Natural language region descriptions:
========================

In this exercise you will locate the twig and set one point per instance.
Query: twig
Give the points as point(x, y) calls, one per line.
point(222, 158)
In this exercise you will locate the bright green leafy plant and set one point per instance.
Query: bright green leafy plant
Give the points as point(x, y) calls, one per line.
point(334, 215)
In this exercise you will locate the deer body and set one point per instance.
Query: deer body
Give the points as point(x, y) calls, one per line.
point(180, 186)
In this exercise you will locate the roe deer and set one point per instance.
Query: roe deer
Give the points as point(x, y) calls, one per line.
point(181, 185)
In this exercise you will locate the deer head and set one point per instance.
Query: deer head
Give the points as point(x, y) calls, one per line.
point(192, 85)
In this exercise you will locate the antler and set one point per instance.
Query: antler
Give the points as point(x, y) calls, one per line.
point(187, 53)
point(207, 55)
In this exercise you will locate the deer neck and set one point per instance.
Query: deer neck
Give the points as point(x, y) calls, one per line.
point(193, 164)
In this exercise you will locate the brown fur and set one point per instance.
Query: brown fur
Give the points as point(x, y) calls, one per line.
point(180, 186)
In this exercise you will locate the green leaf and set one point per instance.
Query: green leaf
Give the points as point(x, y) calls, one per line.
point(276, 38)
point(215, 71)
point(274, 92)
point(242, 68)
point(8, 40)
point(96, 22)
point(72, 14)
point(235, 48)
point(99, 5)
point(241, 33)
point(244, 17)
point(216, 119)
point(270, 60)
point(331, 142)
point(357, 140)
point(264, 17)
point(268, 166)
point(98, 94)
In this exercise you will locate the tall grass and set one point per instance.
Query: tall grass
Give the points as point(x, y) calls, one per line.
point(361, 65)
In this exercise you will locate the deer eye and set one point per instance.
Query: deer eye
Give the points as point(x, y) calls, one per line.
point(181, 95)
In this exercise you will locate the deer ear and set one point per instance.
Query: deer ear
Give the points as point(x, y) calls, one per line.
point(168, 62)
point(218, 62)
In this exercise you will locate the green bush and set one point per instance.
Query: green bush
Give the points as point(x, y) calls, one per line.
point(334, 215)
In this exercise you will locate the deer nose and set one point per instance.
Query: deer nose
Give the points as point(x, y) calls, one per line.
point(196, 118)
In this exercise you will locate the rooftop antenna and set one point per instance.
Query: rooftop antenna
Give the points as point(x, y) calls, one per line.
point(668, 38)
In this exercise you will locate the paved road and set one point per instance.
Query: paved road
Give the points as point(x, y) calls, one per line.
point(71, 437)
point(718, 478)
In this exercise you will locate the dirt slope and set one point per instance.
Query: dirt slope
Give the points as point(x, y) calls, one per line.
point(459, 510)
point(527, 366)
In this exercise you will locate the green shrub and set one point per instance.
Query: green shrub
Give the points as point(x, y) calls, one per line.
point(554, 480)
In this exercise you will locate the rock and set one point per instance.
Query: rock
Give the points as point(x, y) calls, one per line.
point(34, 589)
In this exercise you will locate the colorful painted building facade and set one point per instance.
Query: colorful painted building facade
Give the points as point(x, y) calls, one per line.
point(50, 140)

========================

Goal of the exercise
Select every line above that contains the word "facade", and copy it.

Written solution
In this exercise you will locate the colorful painted building facade and set one point per instance.
Query: colorful painted building facade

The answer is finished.